Records for processing
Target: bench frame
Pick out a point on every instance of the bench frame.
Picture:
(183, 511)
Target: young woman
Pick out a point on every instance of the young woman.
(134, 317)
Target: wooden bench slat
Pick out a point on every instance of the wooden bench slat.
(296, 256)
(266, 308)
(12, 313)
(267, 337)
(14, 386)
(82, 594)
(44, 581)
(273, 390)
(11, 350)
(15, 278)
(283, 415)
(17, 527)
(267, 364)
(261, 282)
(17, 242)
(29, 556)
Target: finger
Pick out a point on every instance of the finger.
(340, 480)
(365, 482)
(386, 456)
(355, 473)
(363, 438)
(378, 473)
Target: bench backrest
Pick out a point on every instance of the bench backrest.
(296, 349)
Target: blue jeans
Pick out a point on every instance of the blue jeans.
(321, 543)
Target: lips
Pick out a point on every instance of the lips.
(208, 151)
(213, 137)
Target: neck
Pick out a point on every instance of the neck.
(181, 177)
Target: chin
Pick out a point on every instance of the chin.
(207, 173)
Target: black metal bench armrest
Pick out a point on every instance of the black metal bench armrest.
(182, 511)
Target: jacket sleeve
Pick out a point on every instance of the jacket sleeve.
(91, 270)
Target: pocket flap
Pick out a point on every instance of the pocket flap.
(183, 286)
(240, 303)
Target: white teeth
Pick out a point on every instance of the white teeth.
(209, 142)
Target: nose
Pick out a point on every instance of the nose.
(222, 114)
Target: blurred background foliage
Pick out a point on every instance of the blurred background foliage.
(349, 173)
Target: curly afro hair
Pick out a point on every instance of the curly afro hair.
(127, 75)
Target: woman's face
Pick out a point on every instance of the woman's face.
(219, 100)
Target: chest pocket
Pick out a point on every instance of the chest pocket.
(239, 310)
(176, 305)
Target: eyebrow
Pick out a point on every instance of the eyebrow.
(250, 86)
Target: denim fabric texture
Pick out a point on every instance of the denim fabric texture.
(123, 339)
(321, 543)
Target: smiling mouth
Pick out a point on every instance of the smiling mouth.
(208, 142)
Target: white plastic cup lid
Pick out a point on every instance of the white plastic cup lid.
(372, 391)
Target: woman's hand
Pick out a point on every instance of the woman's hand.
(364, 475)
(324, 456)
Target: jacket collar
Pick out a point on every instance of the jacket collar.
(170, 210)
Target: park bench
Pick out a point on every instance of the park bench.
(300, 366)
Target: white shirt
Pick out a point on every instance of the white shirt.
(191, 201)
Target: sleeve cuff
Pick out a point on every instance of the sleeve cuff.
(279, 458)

Task statement
Check each line of the listing above for the string "frame", then please give the number of lines where it appears and nothing else.

Result of this exercise
2